━━━━━ DATA EXTRACT ━━━━━
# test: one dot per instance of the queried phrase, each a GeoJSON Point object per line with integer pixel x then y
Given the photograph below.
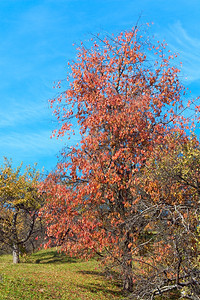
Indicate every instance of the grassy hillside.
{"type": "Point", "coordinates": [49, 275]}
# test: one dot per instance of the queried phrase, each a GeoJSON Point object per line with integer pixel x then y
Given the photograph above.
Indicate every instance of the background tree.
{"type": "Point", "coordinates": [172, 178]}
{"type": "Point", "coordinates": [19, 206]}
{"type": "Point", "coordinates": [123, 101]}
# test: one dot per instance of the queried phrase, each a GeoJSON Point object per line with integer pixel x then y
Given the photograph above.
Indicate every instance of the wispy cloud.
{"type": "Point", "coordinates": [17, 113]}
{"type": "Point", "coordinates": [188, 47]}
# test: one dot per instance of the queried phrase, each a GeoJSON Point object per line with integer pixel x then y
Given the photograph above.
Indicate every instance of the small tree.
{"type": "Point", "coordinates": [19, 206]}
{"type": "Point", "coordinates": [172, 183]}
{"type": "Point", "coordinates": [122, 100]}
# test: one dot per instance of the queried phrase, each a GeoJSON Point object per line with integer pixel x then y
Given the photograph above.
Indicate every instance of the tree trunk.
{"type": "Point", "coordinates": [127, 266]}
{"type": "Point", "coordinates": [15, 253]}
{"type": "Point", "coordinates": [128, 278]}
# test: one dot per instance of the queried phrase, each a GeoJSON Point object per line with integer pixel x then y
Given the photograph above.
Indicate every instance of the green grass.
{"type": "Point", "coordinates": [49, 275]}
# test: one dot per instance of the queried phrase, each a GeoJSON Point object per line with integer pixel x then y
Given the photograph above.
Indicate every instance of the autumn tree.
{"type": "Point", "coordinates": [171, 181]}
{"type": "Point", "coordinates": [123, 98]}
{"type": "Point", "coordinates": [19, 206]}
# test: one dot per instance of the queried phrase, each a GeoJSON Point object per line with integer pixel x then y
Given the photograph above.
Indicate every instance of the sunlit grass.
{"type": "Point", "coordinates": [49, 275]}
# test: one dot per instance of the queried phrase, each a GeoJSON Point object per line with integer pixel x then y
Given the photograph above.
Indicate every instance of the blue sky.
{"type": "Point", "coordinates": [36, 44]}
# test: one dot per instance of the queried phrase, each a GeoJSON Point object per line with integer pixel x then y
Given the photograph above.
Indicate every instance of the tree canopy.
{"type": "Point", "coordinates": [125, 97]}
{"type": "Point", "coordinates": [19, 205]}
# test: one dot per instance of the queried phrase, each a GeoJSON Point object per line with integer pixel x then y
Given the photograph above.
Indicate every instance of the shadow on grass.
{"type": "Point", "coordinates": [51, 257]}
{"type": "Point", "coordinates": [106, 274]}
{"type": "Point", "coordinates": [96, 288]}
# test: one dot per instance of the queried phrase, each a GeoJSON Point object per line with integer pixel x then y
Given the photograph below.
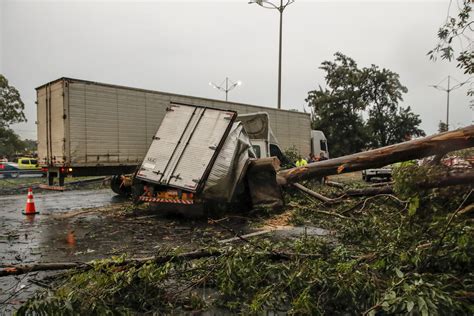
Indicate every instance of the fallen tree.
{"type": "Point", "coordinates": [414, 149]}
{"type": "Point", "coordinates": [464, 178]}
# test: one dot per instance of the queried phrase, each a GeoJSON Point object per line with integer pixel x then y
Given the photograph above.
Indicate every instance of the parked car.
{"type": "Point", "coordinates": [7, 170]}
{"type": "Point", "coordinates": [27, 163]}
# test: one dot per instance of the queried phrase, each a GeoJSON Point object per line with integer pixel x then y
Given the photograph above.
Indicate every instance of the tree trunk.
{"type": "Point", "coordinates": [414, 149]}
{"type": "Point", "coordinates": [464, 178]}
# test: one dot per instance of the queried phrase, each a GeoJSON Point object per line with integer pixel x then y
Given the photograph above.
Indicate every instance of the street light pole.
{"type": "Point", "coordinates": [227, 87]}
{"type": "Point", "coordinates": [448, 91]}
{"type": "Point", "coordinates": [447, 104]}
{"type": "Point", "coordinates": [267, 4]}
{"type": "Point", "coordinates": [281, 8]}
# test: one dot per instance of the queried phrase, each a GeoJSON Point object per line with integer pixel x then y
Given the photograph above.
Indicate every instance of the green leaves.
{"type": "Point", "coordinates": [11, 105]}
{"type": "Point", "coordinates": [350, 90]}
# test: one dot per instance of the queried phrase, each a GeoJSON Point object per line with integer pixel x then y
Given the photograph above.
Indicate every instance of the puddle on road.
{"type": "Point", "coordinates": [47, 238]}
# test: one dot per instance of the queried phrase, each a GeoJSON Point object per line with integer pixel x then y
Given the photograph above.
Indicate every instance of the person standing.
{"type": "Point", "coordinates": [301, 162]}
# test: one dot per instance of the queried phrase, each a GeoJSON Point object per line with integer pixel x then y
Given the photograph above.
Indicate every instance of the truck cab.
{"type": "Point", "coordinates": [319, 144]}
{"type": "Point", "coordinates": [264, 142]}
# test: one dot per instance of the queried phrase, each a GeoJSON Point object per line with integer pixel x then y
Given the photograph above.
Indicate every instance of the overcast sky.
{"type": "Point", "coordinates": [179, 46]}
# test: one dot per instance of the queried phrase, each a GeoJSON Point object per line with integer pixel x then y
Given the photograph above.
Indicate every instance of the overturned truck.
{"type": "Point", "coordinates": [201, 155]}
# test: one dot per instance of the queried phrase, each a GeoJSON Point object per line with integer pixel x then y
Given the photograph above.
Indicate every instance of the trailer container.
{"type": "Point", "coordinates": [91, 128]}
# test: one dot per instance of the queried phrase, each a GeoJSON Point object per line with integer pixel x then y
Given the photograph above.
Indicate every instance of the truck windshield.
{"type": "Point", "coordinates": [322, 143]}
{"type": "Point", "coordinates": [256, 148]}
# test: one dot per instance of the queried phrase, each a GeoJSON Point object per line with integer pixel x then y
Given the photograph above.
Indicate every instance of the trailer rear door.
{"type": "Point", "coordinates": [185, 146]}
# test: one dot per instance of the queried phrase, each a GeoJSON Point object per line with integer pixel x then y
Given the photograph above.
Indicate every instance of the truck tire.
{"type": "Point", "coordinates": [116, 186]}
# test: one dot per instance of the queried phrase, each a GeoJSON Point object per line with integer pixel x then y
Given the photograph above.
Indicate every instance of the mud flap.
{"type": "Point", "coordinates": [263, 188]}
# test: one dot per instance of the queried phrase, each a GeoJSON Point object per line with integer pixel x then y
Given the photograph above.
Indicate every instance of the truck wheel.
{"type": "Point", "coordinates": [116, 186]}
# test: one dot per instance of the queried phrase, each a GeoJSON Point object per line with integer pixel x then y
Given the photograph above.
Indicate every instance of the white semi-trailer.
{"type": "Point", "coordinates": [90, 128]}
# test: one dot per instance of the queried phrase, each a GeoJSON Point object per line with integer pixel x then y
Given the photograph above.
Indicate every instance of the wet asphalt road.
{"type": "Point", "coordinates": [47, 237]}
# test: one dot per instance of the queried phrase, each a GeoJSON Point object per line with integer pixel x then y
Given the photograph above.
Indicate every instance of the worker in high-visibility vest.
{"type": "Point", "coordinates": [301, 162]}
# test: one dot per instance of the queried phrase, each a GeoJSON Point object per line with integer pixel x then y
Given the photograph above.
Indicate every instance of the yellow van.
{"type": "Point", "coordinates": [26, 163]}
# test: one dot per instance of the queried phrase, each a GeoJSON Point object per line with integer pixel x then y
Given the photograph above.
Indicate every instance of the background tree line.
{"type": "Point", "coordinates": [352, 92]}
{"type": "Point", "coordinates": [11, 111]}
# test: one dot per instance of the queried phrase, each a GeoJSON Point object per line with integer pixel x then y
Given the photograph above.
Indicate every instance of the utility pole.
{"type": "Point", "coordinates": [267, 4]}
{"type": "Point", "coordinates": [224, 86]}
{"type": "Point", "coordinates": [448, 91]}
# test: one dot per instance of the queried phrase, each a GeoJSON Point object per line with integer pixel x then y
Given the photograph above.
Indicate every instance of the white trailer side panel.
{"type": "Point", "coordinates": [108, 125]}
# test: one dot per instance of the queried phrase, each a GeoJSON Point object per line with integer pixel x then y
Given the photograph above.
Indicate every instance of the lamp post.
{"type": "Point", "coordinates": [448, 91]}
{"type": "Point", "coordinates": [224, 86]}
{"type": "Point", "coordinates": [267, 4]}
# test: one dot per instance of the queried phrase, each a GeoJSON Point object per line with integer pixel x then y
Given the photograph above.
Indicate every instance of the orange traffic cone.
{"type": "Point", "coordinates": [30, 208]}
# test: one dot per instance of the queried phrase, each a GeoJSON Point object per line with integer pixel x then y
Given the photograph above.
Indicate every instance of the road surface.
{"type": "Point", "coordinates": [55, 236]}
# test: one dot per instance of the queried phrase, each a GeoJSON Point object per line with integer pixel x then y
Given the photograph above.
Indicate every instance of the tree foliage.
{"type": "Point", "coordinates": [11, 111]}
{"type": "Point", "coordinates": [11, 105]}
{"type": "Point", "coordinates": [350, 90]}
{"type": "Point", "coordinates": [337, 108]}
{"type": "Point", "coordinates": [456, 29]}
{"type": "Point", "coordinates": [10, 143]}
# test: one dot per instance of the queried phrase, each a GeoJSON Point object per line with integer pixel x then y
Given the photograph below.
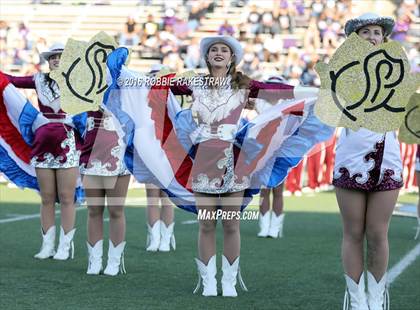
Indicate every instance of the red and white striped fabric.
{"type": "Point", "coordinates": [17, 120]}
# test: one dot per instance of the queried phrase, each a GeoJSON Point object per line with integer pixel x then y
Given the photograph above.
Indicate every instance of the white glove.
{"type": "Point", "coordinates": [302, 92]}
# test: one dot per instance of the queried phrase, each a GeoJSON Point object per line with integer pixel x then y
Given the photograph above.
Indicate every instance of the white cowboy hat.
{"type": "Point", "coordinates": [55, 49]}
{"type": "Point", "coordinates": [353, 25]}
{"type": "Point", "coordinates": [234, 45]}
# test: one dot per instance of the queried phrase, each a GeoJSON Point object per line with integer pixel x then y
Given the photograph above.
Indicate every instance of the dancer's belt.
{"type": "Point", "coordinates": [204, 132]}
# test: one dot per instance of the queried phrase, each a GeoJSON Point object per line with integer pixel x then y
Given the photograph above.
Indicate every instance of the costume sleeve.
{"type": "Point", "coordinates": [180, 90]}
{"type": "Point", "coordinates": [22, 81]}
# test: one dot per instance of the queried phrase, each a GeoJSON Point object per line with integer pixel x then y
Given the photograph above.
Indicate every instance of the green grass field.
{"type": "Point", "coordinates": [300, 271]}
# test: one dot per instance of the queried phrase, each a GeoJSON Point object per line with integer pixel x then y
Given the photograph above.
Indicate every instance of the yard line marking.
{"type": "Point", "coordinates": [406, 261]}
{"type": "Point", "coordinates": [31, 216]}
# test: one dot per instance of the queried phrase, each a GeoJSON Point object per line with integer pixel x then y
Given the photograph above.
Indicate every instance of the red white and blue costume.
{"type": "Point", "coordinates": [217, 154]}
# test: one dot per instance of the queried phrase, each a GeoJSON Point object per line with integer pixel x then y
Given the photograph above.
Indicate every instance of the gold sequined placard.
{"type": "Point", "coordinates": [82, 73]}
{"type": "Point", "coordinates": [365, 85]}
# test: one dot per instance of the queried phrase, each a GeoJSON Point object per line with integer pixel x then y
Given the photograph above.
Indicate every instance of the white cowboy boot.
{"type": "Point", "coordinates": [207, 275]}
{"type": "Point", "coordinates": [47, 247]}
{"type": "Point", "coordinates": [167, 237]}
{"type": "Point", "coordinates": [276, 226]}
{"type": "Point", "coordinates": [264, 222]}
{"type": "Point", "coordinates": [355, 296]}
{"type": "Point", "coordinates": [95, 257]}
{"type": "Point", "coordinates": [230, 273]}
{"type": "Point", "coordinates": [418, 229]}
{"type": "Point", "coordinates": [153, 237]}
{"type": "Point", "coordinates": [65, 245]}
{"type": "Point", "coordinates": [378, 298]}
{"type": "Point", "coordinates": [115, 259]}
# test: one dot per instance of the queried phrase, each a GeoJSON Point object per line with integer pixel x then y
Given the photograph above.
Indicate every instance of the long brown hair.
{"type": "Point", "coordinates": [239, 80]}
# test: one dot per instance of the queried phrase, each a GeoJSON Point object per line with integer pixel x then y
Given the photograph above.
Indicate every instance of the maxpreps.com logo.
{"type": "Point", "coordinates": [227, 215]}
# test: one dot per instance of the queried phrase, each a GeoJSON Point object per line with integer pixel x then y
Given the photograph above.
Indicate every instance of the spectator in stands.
━━━━━
TO DO: Extract every line of the data above that contains the string "cowboy", reproducing each line in full. Matching is case-sensitive.

RESPONSE BELOW:
Indicate every instance of the white cowboy hat.
Indicate every instance of the white cowboy boot.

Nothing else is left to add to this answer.